(Activities):
1. Translate this sentence from the text passage on Carrie Chapman Catt into Spanish: "Chapman Catt was especially close to Susan B Anthony, who chose Chapman Catt to succeed her as President of the National Woman Suffrage Association."
2. Rewrite the part of the text passage on Carrie Chapman Catt starting at "carrie chapman cattCarrie" and ending at "Woman Suffrage Association.". Replace "met" with "gathered".

(Text passage):
Content starts

Sue Young Histories

Carrie Chapman Catt 1859 - 1947

November 29, 2007

carrie chapman cattCarrie Chapman Catt 1859 - 1947 was part of the National Woman Suffrage Association which began when homeopaths Elizabeth Cady Stanton, Caroline Brown Winslow, Susan Ann Edson, Clemence Lozier and homeopathic supporters Lucretia Mott, Susan B Anthony, Lucy Stone, Julia Ward Howe, Frances Willard, Matilda Joslyn Gage, Anna Howard Shaw, Martha Coffin Pelham Wright, Mary Wright Sewell, and Josephine S Griffing and others met at Seneca Falls in 1848.

Chapman Catt was especially close to Susan B Anthony, who chose Chapman Catt to succeed her as President of the National Woman Suffrage Association.

Key coordinator of the woman suffrage movement and skillful political strategist, Carrie (Lane) Chapman Catt revitalized the National American Woman Suffrage Association (NWSA) and played a leading role in its successful campaign to win voting rights for women. In 1920 she founded the League of Women Voters upon ratification of the Nineteenth Amendment to the U.S. Constitution.

Content ends

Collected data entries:
Content starts

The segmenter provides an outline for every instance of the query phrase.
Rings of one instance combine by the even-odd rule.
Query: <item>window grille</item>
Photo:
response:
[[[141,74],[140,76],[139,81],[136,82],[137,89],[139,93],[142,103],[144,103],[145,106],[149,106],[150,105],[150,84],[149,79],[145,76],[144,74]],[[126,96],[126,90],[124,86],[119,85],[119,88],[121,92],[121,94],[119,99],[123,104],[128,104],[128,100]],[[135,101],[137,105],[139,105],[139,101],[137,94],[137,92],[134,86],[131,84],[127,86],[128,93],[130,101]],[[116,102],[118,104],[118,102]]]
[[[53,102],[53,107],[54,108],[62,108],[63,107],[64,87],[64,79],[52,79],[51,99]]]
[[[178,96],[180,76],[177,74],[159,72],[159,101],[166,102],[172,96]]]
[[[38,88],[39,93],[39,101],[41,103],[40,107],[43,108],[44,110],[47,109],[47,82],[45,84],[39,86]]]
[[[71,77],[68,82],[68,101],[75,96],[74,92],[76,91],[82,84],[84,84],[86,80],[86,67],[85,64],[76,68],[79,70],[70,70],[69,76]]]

Content ends

(Expected responses):
1. Chapman Catt tenía una relación especialmente estrecha con Susan B Anthony, quien eligió a Chapman Catt para sucederla como presidenta de la National Woman Suffrage Association.

2.
carrie chapman cattCarrie Chapman Catt 1859 - 1947 was part of the National Woman Suffrage Association which began when homeopaths Elizabeth Cady Stanton, Caroline Brown Winslow, Susan Ann Edson, Clemence Lozier and homeopathic supporters Lucretia Mott, Susan B Anthony, Lucy Stone, Julia Ward Howe, Frances Willard, Matilda Joslyn Gage, Anna Howard Shaw, Martha Coffin Pelham Wright, Mary Wright Sewell, and Josephine S Griffing and others gathered at Seneca Falls in 1848.

Chapman Catt was especially close to Susan B Anthony, who chose Chapman Catt to succeed her as President of the National Woman Suffrage Association.